#### PROBLEM REQUIREMENTS:
Rewrite every item below with "As a courtesy" replaced by "If possible" and all other wording unchanged. Omit the pictures from your answer.

#### DATA EXCERPTS:
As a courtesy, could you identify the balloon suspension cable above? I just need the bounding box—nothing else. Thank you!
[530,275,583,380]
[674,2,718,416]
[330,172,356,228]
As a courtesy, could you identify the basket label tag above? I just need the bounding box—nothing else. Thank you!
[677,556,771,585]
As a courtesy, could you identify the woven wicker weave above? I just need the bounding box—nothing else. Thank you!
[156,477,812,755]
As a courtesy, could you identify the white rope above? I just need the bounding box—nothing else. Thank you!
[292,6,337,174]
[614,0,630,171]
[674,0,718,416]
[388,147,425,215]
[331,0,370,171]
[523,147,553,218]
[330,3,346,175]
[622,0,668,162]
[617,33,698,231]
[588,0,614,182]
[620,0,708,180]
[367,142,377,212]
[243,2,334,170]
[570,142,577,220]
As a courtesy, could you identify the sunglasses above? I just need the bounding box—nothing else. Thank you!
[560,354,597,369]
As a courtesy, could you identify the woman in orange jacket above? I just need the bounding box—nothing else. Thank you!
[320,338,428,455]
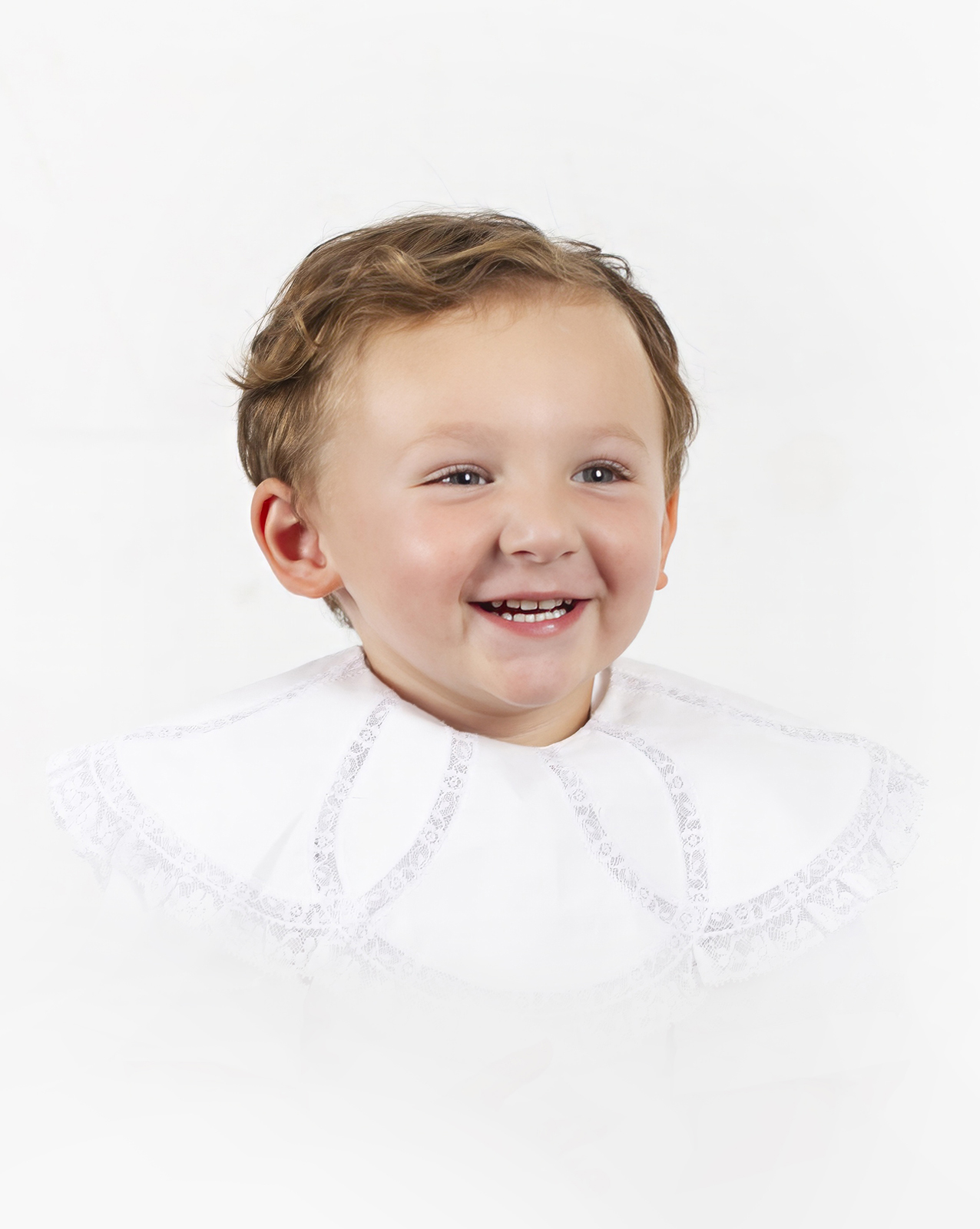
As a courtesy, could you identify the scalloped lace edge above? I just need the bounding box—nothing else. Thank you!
[49,703,925,1010]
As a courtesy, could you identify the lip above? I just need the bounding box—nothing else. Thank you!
[469,592,592,639]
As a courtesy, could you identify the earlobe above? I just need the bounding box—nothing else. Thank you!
[252,478,343,598]
[657,490,679,590]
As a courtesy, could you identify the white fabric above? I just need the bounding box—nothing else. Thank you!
[44,648,921,1014]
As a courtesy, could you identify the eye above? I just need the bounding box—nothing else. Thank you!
[429,465,488,487]
[572,461,626,485]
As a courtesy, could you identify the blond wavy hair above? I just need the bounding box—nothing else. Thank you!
[232,211,697,622]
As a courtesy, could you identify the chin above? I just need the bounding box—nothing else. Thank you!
[488,661,591,708]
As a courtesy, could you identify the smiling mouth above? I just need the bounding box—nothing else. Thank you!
[473,598,581,623]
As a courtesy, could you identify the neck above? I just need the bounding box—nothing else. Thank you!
[365,647,592,747]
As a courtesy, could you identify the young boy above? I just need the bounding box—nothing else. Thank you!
[51,214,917,1004]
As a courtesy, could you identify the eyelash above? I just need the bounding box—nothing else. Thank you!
[426,461,632,487]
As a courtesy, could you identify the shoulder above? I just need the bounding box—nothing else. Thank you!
[48,648,387,962]
[594,660,925,981]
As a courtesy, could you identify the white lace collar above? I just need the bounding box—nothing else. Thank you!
[49,648,921,1000]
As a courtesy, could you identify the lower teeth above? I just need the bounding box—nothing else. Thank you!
[494,606,571,623]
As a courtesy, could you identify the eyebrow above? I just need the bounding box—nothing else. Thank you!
[409,422,650,453]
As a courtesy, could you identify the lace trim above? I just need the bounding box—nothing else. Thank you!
[313,692,473,949]
[541,748,687,929]
[605,670,926,983]
[51,744,336,969]
[44,653,925,1010]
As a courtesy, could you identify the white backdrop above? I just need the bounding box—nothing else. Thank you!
[0,0,980,1219]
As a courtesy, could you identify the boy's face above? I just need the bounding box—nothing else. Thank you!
[308,295,675,741]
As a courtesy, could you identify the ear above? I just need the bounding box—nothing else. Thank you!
[657,490,680,588]
[252,478,344,598]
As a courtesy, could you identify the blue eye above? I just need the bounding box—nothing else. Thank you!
[572,465,623,484]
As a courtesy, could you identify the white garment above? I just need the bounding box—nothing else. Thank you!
[34,649,948,1229]
[44,648,921,1012]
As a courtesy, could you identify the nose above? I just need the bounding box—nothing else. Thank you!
[500,487,582,563]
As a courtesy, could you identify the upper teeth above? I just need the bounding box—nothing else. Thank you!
[486,598,574,623]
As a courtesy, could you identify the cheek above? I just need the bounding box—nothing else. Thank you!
[592,502,663,602]
[340,502,486,610]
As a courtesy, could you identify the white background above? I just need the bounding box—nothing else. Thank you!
[0,0,980,1219]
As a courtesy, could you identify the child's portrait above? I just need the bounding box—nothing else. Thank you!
[0,0,978,1229]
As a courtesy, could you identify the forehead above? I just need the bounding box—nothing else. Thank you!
[344,293,662,438]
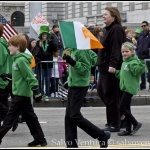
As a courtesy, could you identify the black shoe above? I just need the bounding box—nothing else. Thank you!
[131,122,142,134]
[98,131,111,148]
[104,126,120,132]
[12,122,18,132]
[105,123,110,128]
[118,131,131,136]
[28,141,47,147]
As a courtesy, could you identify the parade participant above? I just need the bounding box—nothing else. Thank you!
[116,42,145,136]
[63,49,110,148]
[0,24,17,131]
[0,35,47,147]
[36,26,57,100]
[97,7,126,132]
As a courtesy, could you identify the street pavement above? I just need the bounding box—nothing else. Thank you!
[0,105,150,149]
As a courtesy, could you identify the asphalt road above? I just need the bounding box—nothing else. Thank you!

#### CORRECT RESULT:
If possible, could you identify the balloon suspension cable above? I just need the bounding box—nothing else. Thank you!
[530,275,583,380]
[674,2,718,416]
[330,172,356,228]
If possible, could you identify the basket label tag above? I just need the bounding box—nothing else. Thank you!
[677,556,771,585]
If possible, could you identify the woven wicker weave above? I just need the bounding box—nothing else. Thank you!
[156,477,812,755]
If possible, could you identify the white rope above? I just need the bounding box—nothing else. Thank you!
[292,6,337,174]
[614,0,630,171]
[674,0,718,416]
[388,147,425,215]
[331,0,370,171]
[523,147,553,218]
[330,3,346,175]
[622,0,668,162]
[617,33,698,231]
[588,0,614,182]
[620,0,708,180]
[367,142,377,212]
[243,2,334,170]
[570,142,577,220]
If possible, could you identify the sunglasses above? I just need the bounding box—nothing else. Thank you!
[560,354,597,369]
If possible, could you identify the woman in orange jacket above? I just need the bounding box—nothing else. Thank you!
[320,338,428,455]
If possible, could you identify the scalloped lace edge above? I just need the bounding box—nothing else. Thank you!
[49,703,925,1010]
If possible, could you identify the lip above? I just need the bounding box—nothing else. Thank you!
[469,592,592,639]
If possible, could you identify the earlobe above? I just need the bounding box—nothing else. Thank you!
[252,478,343,598]
[657,490,679,590]
If possible, could you identify the white fabric above? I just need the bounding box—nothing else. Thank you!
[44,648,921,1014]
If possible, could you identify the eye above? I just need the bounding box—nothing else. Thank you!
[429,465,488,487]
[572,461,626,485]
If possible, could you identify the blond wavy hair above? I just need the bounding box—nothing else. Thank you!
[232,211,697,622]
If possible, could you identify the chin above? I just need the bounding box—nothing else. Thank you!
[488,661,591,708]
If possible, could you identify the smiling mouth above? I just need the bounding box—nothing else. Thank you!
[473,598,581,623]
If possible, could you identify the neck above? I just need the bounding box—nothing else. Thank you!
[365,647,592,747]
If possible, could you identify the young boy above? I just need the bounding box—nothing else. Thank you!
[51,214,917,1004]
If possible, could you identify the eyelash above? I just need the bounding box—nothing else. Thank you!
[426,461,632,487]
If possible, could you identify the shoulder above? I just need the bounding box—nothing else. Thank you!
[48,648,387,962]
[594,660,925,981]
If possible, could you identify the white lace collar above? I just need the bounding box—nothing else. Thank you!
[49,648,921,1000]
If possible, could you identify the lower teeth above? I just need the bounding box—nothing else. Thank you!
[494,606,571,623]
If possible, could you identify the eyebrow above? I just need the bounding box—nothing else. Thank you!
[409,422,650,453]
If possible, could you identify the lace trim above? I just need the bounding box—nothing else. Thank you!
[313,692,473,949]
[541,748,687,929]
[605,670,926,983]
[51,744,336,969]
[44,653,925,1010]
If possible, could you identify the white backdrop above? I just need the bounding box—nothing else. Thank you!
[0,0,980,1219]
If possible, could you identify the boy's face above? I just need the bounding box—nothing else. Thank you!
[308,295,675,741]
If possible, could you identify the ear above? I just need the bounding box—nothing else. Thank you!
[657,490,680,588]
[252,478,344,598]
If possible, could you identify the blue eye above? I just need the bounding box—nothing else. Thank you!
[572,465,623,484]
If possible, could you identify the white garment above? I just need the bounding box—nothing else. Thank you!
[34,649,948,1229]
[44,648,921,1012]
If possible, could you identify the nose above? I just need the bounding box—nothing else. Thank you!
[500,487,582,563]
If possible, could you identify the upper teeth above? I just need the bounding box—nothing else. Thank you!
[486,598,574,623]
If possible, could you identify the cheek above? I just need the bounding box—nothing else. Thank you!
[592,502,663,602]
[340,502,486,610]
If possible, could you identify the white background above? I just need the bounding box—nothing else. Thank you!
[0,0,980,1219]
If possible, could you identify the child's portrait above? I just need the bounding box—nothing else. Thank you!
[0,0,978,1229]
If possible, could you identify the forehead above? I just need the bounding box—nothing else. Thank you!
[344,293,662,438]
If possible, could you identify the black shoe above? I just need the bounding box—nothing else. Thank you!
[131,122,142,134]
[98,131,111,148]
[104,126,120,132]
[12,122,18,132]
[105,123,110,128]
[118,131,131,136]
[28,141,47,147]
If possible, could you identify the parade participant above? I just need the bounding box—nothing else. Thank you!
[116,42,145,136]
[63,49,110,148]
[0,24,17,131]
[0,35,47,147]
[36,26,57,100]
[97,7,126,132]
If possible, could you identify the street pavement above? I just need the bounding box—nothing else. Thank you!
[0,105,150,149]
If possible, could you identify the asphalt road above? I just need the bounding box—nothing else. Thank you!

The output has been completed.